## EXERCISE DIRECTIONS
Print the records below exactly as they appear.

## DATASET CONTENT
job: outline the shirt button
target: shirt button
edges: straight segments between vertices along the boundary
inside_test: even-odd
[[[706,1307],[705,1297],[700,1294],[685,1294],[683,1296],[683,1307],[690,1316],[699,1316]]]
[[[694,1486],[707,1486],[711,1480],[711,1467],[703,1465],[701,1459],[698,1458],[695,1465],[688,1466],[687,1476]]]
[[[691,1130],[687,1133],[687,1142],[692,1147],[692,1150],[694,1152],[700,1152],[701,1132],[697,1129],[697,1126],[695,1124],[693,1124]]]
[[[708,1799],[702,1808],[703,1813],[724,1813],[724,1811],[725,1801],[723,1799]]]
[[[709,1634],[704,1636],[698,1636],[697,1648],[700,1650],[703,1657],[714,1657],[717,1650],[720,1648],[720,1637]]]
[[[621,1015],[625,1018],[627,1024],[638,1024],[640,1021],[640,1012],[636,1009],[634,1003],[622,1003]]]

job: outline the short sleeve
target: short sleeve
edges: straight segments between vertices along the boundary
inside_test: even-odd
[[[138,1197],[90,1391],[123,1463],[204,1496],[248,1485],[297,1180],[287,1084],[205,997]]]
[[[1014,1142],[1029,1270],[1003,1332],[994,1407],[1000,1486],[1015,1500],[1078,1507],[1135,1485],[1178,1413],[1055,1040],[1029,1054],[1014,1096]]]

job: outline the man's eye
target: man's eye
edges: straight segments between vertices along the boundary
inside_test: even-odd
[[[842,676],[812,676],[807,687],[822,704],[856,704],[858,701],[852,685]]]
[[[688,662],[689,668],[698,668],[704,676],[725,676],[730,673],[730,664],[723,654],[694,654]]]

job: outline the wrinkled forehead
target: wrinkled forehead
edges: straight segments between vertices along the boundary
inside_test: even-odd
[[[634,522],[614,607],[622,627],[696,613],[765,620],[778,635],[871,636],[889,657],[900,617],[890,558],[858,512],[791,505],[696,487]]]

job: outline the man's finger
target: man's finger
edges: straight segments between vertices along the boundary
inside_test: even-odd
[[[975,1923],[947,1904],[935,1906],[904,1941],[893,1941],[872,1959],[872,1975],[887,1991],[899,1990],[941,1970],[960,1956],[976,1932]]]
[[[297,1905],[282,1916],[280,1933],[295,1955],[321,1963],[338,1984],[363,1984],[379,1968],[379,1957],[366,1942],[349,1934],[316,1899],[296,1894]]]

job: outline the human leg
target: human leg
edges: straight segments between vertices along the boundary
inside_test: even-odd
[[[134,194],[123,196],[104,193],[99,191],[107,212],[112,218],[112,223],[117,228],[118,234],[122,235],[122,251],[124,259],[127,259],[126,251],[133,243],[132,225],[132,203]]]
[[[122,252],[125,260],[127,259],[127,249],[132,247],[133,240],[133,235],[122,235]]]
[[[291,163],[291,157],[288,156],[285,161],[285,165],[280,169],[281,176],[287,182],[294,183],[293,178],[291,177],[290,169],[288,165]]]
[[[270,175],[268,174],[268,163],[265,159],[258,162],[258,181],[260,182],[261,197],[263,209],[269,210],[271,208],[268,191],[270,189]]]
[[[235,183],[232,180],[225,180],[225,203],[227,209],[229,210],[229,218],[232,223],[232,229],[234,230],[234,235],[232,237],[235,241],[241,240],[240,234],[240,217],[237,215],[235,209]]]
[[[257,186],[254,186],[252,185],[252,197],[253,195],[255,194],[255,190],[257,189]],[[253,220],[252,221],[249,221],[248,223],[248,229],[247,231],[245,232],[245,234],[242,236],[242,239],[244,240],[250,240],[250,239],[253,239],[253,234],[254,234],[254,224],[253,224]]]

## ANSWER
job: outline the shirt button
target: shirt button
edges: straight segments between vertices along the boundary
inside_test: even-odd
[[[706,1307],[705,1297],[700,1294],[685,1294],[683,1296],[683,1307],[690,1316],[699,1316]]]
[[[694,1486],[707,1486],[711,1480],[711,1467],[703,1465],[701,1459],[698,1458],[695,1465],[688,1466],[687,1476]]]
[[[691,1130],[687,1133],[687,1142],[692,1147],[692,1150],[694,1152],[700,1152],[701,1132],[697,1129],[697,1126],[695,1124],[693,1124]]]
[[[708,1799],[702,1808],[703,1813],[724,1813],[724,1811],[725,1801],[723,1799]]]
[[[709,1634],[704,1636],[698,1636],[697,1648],[700,1650],[703,1657],[714,1657],[717,1650],[720,1648],[720,1637]]]
[[[621,1015],[625,1018],[627,1024],[638,1024],[640,1021],[640,1012],[636,1009],[634,1003],[622,1003]]]

job: outline the short sleeve
target: short sleeve
edges: straight segments between vertices along the boundary
inside_test: even-odd
[[[138,1197],[90,1391],[123,1463],[204,1496],[248,1485],[297,1180],[287,1084],[205,997]]]
[[[1014,1142],[1029,1270],[1003,1332],[994,1407],[1000,1486],[1015,1500],[1078,1507],[1135,1485],[1178,1413],[1055,1040],[1029,1054],[1014,1096]]]

job: outline the man's eye
target: man's eye
edges: straight segments between vertices along the boundary
inside_test: even-odd
[[[842,676],[812,676],[807,687],[822,704],[856,704],[858,701],[852,685]]]
[[[688,662],[689,668],[698,668],[704,676],[725,676],[730,673],[730,664],[723,654],[694,654]]]

job: outline the wrinkled forehead
target: wrinkled forehead
edges: straight segments between vertices along the boundary
inside_test: even-odd
[[[634,522],[614,607],[622,627],[696,613],[765,620],[778,635],[871,636],[889,657],[900,617],[890,558],[858,512],[791,505],[696,487]]]

job: outline the man's finger
target: man's finger
edges: straight segments between vertices along the boundary
inside_test: even-odd
[[[975,1923],[947,1904],[935,1906],[904,1941],[893,1941],[872,1959],[872,1975],[887,1991],[899,1990],[941,1970],[960,1956],[976,1932]]]
[[[297,1905],[282,1916],[280,1933],[295,1955],[321,1963],[338,1984],[363,1984],[379,1968],[379,1957],[366,1942],[349,1934],[316,1899],[296,1894]]]

job: outline the human leg
target: human leg
edges: straight segments between vertices along the boundary
inside_test: even-odd
[[[134,194],[123,196],[104,193],[99,191],[107,212],[112,218],[112,223],[117,228],[118,234],[122,235],[122,251],[124,259],[127,259],[126,251],[133,243],[132,225],[132,203]]]
[[[122,252],[125,260],[127,259],[127,249],[132,247],[133,240],[133,235],[122,235]]]
[[[291,163],[291,157],[288,156],[285,161],[285,165],[280,169],[281,176],[287,182],[294,183],[293,178],[291,177],[290,169],[288,165]]]
[[[270,175],[268,174],[268,163],[265,159],[258,162],[258,181],[260,182],[261,197],[263,209],[269,210],[271,208],[268,191],[270,189]]]
[[[235,183],[232,180],[225,180],[225,203],[227,209],[229,210],[229,218],[232,223],[232,229],[234,230],[234,235],[232,237],[235,241],[241,240],[240,234],[240,217],[237,215],[235,209]]]
[[[257,186],[254,186],[252,185],[252,197],[253,195],[255,194],[255,190],[257,189]],[[253,220],[252,221],[249,221],[248,223],[248,229],[247,231],[245,232],[245,234],[242,236],[242,239],[244,240],[250,240],[250,239],[253,239],[253,234],[254,234],[254,224],[253,224]]]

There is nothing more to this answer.